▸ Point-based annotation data

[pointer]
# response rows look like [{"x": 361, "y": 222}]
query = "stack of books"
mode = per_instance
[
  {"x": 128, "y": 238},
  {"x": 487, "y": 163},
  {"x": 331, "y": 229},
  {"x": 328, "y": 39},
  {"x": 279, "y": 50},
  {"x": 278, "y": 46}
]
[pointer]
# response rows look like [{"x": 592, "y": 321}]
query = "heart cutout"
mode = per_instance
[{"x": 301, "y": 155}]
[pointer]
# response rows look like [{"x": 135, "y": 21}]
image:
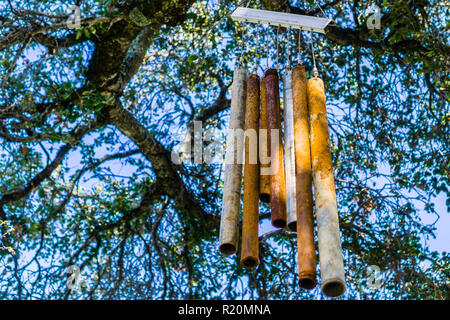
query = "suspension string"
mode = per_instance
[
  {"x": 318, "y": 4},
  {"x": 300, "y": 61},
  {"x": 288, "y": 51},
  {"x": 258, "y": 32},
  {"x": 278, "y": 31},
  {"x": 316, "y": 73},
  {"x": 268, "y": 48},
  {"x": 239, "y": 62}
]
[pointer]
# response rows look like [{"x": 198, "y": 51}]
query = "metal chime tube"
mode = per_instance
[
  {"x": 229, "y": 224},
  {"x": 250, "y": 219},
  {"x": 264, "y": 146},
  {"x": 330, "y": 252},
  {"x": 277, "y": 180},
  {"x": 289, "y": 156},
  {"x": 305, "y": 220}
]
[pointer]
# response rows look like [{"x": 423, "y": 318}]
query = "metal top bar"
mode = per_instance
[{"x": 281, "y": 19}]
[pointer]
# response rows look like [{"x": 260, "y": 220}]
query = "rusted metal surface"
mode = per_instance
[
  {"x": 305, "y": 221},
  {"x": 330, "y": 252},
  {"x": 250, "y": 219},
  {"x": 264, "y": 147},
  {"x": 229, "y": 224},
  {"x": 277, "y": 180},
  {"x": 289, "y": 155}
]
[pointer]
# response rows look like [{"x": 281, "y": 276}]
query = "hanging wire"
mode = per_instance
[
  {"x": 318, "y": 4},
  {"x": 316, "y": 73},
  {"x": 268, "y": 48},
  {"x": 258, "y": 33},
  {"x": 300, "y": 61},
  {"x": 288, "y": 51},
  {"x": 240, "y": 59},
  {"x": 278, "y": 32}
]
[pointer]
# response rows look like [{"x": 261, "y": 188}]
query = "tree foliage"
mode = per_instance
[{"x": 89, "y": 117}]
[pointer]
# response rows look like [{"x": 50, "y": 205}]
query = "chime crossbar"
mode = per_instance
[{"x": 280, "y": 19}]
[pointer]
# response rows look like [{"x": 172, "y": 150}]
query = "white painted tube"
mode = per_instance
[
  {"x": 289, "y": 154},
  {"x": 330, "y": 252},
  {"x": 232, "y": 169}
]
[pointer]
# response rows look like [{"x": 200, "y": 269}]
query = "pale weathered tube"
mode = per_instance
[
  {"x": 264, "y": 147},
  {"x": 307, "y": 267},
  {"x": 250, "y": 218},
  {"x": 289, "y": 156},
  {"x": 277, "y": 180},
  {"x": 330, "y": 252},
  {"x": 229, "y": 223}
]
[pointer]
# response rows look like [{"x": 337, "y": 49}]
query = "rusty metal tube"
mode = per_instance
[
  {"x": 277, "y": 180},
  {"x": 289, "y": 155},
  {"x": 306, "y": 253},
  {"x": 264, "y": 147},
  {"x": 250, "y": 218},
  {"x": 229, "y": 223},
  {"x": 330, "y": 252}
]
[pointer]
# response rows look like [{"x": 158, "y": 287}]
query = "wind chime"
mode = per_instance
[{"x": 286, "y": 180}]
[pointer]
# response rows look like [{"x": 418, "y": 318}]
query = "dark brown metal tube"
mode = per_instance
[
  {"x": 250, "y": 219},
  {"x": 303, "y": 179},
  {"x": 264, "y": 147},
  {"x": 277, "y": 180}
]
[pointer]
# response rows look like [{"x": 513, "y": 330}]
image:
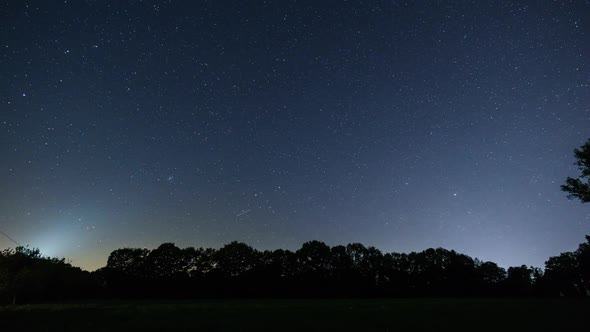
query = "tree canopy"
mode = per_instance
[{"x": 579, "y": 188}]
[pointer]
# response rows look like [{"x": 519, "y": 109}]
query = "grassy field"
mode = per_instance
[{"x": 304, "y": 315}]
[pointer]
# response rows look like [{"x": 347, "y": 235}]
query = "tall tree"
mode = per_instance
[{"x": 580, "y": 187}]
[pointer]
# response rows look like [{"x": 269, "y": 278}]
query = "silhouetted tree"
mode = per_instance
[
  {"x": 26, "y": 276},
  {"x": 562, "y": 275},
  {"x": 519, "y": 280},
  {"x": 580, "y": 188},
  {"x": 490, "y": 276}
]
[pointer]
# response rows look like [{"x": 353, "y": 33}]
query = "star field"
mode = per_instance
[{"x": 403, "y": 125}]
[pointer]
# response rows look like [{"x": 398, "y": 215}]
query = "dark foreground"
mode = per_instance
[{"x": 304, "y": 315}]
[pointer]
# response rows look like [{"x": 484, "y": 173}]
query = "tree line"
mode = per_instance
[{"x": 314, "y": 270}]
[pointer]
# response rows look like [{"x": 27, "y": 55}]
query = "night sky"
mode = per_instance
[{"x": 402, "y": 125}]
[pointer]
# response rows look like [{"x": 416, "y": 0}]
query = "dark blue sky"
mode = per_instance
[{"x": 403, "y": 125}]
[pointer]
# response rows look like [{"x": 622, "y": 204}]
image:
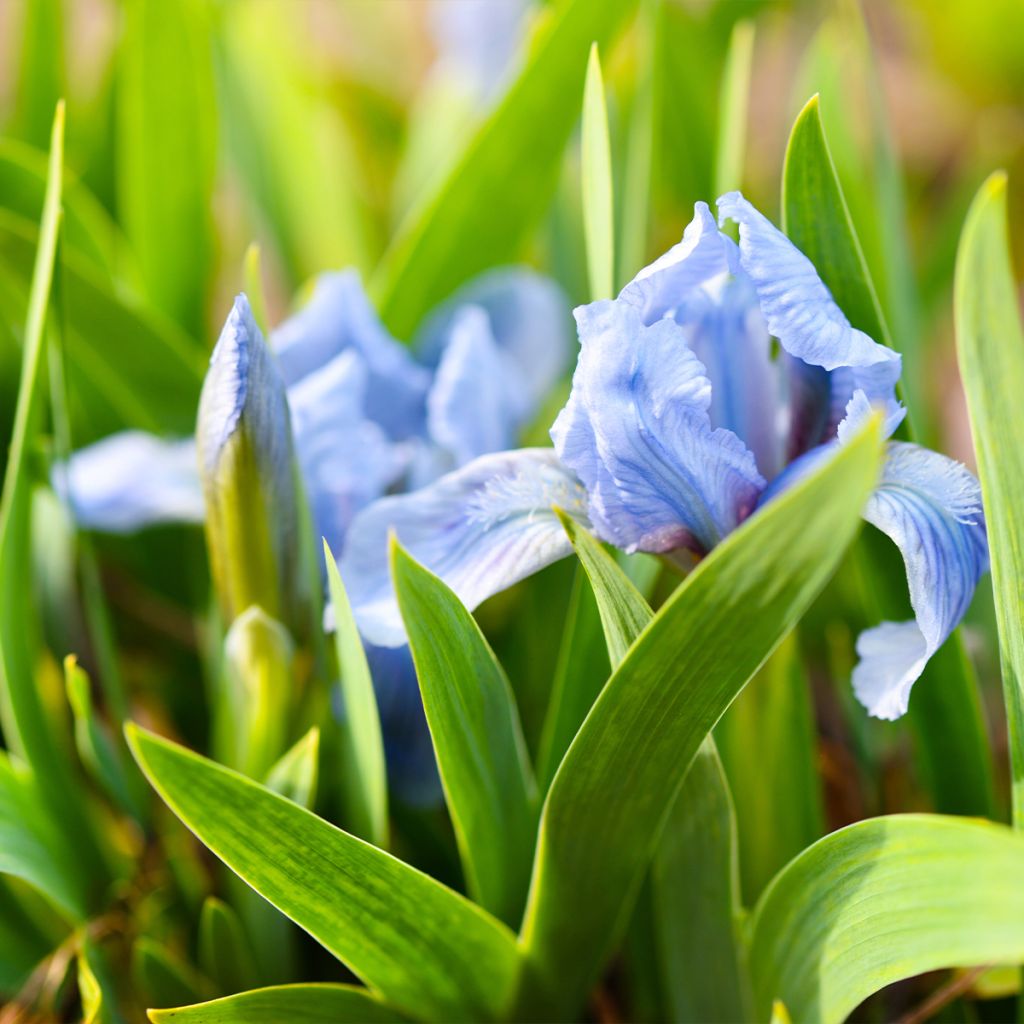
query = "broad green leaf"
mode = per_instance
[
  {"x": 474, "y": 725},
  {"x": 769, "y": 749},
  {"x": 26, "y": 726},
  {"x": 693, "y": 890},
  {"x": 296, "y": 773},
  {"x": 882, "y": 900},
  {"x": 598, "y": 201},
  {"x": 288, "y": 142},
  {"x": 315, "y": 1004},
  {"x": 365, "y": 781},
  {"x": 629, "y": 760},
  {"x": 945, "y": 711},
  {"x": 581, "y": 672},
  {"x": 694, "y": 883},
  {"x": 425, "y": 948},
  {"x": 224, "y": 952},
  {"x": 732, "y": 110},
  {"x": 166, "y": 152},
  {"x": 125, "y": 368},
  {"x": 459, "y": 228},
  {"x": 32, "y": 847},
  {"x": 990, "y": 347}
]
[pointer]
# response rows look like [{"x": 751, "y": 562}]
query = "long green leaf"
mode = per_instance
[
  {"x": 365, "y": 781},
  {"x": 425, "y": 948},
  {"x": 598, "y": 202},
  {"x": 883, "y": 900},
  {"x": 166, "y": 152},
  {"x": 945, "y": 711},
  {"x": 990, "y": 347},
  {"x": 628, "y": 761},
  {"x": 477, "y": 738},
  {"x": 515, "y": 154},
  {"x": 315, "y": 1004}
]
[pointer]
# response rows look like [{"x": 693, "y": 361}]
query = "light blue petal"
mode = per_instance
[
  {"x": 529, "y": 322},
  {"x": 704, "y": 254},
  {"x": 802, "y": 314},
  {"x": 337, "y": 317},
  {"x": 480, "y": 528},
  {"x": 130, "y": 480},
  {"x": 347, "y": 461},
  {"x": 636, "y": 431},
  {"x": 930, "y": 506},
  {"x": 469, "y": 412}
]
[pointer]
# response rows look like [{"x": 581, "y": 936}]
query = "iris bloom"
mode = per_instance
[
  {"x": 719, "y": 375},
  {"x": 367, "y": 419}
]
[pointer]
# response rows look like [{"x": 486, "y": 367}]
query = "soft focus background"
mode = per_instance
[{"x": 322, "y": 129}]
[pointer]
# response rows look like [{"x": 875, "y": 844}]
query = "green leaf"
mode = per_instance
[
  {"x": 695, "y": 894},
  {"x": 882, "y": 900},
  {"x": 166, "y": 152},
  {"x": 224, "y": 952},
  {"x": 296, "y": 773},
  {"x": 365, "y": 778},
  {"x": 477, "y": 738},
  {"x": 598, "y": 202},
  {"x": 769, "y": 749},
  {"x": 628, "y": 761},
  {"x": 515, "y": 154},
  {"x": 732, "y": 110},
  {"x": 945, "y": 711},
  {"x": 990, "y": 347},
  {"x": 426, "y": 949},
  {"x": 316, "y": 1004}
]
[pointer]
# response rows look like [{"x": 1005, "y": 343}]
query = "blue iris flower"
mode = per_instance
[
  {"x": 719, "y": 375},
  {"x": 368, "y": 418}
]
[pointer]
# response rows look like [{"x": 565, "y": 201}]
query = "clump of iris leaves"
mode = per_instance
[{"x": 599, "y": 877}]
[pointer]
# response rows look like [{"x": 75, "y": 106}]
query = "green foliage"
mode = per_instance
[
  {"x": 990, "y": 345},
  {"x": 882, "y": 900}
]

...

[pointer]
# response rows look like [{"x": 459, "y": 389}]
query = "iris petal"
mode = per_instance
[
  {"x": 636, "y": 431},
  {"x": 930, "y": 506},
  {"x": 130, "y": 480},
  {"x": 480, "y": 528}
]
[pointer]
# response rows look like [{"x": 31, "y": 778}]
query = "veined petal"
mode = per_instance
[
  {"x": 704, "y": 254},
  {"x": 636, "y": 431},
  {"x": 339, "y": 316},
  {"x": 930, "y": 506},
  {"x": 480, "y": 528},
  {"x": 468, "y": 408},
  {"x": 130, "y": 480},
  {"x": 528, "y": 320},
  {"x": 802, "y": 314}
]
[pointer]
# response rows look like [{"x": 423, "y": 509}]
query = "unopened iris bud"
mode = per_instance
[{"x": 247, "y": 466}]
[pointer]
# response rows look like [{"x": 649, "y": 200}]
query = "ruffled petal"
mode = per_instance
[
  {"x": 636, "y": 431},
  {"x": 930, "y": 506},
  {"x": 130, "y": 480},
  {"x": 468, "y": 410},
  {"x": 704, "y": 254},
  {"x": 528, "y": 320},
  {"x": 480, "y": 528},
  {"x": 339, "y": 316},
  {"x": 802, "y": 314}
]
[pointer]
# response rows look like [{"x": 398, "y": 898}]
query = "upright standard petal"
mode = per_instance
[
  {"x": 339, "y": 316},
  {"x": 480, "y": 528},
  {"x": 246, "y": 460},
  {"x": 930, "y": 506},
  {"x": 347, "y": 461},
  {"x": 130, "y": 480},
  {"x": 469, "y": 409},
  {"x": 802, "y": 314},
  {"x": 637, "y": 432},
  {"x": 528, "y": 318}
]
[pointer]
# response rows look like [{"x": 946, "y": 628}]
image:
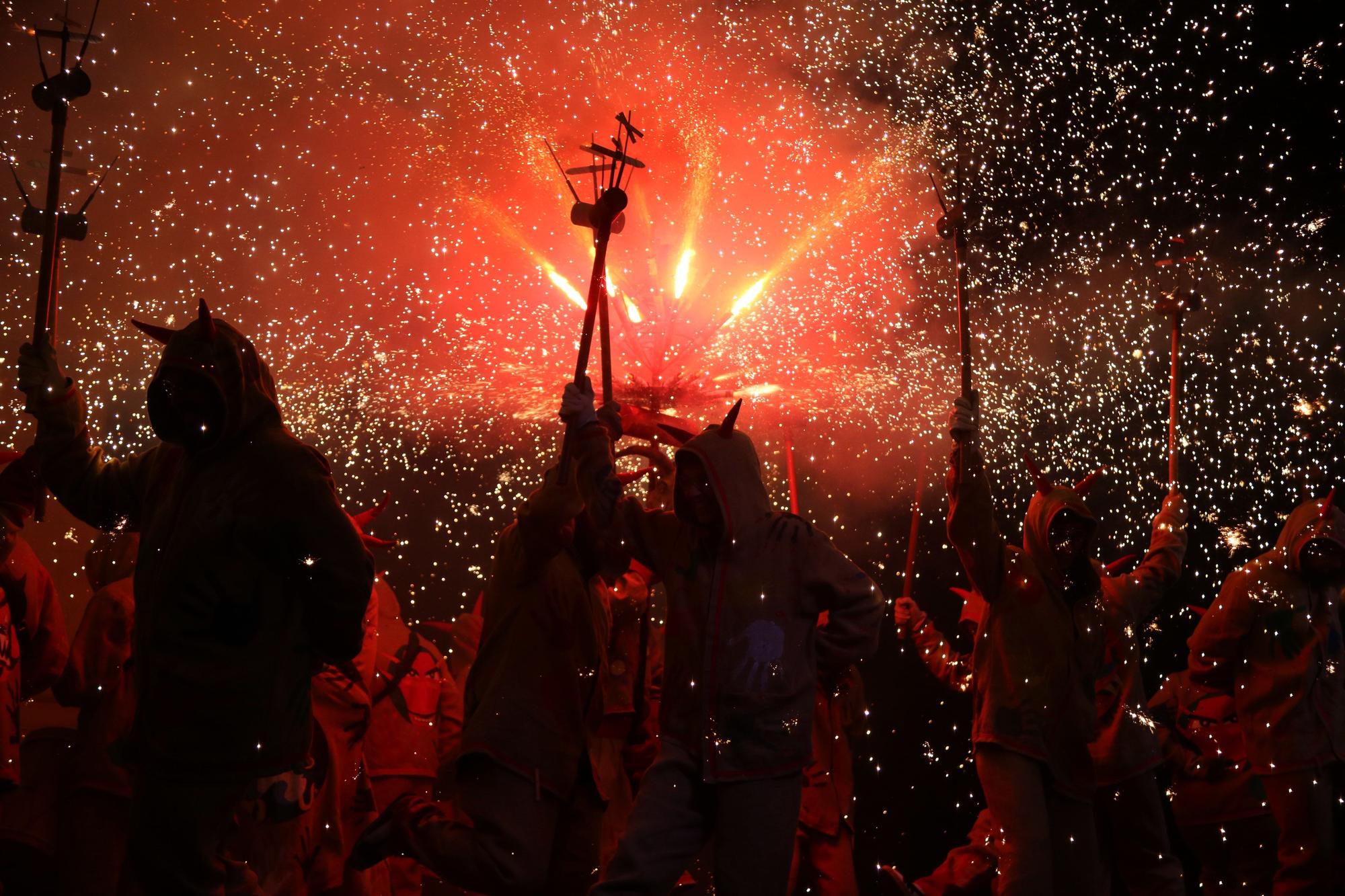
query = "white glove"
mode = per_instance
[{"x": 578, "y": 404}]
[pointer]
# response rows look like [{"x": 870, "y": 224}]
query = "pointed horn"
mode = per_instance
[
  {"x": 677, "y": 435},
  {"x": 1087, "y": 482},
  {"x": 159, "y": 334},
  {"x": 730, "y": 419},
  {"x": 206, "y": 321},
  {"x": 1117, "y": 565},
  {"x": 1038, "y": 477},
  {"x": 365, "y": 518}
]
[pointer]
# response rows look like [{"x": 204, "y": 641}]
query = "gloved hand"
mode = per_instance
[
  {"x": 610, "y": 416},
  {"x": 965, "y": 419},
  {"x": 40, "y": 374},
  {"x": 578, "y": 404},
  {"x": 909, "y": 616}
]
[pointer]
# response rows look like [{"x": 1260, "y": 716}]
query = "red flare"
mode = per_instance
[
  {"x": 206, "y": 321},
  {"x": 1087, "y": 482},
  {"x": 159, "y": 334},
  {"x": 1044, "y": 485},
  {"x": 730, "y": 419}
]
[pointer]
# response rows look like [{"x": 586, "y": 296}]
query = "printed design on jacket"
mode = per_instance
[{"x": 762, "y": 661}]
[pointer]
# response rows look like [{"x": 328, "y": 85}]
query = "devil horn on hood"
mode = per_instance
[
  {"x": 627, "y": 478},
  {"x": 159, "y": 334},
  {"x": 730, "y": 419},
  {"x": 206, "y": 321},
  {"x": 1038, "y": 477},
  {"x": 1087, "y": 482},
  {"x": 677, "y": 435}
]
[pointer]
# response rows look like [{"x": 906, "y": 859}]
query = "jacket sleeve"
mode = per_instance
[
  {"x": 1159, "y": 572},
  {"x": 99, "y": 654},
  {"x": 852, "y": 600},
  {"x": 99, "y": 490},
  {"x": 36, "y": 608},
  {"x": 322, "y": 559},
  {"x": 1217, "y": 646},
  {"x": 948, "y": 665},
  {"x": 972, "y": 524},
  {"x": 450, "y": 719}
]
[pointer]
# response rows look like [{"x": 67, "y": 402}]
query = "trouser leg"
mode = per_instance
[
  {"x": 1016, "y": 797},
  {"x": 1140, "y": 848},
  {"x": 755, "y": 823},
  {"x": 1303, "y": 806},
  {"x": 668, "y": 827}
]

--

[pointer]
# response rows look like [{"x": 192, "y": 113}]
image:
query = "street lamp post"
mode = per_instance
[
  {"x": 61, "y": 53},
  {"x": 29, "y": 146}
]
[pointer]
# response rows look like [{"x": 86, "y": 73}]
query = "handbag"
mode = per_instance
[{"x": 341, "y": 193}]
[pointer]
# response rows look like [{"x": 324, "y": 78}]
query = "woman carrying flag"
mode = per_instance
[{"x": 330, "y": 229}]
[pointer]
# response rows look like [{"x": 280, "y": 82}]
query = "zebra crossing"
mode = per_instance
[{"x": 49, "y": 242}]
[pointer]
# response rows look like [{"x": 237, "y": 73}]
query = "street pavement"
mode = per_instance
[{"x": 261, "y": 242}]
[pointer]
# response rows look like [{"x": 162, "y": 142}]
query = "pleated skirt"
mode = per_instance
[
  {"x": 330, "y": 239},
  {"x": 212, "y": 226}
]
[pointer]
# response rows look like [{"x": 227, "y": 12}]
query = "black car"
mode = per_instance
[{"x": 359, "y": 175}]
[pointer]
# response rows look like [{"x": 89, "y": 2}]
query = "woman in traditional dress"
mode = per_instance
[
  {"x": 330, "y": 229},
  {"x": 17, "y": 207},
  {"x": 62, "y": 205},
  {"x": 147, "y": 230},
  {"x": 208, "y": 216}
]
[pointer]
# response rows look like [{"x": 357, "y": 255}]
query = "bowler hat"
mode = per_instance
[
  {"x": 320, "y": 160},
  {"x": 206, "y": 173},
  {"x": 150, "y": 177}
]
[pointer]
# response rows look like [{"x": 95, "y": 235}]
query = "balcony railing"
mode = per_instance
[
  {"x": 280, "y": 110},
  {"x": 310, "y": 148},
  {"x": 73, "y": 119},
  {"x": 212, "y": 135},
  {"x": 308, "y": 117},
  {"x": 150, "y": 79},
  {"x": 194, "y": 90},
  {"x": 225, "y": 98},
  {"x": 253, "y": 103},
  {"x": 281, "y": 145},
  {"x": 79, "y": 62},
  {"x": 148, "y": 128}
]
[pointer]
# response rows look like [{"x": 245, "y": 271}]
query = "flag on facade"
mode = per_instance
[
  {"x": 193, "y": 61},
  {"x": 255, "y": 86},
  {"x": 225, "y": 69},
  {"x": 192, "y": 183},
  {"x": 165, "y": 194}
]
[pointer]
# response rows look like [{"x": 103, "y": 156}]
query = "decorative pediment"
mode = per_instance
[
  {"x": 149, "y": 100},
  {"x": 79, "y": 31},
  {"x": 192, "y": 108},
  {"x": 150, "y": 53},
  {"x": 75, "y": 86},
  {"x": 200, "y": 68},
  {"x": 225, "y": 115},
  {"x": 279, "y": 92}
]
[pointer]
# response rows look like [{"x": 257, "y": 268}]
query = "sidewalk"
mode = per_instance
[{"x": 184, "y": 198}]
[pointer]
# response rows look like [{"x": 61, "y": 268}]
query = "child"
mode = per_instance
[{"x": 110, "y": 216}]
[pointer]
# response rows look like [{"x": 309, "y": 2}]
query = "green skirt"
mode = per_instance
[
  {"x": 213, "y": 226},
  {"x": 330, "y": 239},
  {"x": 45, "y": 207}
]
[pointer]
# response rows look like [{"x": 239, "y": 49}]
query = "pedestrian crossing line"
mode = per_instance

▸ YOUR OBJECTIVE
Pull out every line from the items above that contains the word "blue".

▸ TASK OUTPUT
query = "dark blue sky"
query = "light blue petal"
query = "blue iris flower"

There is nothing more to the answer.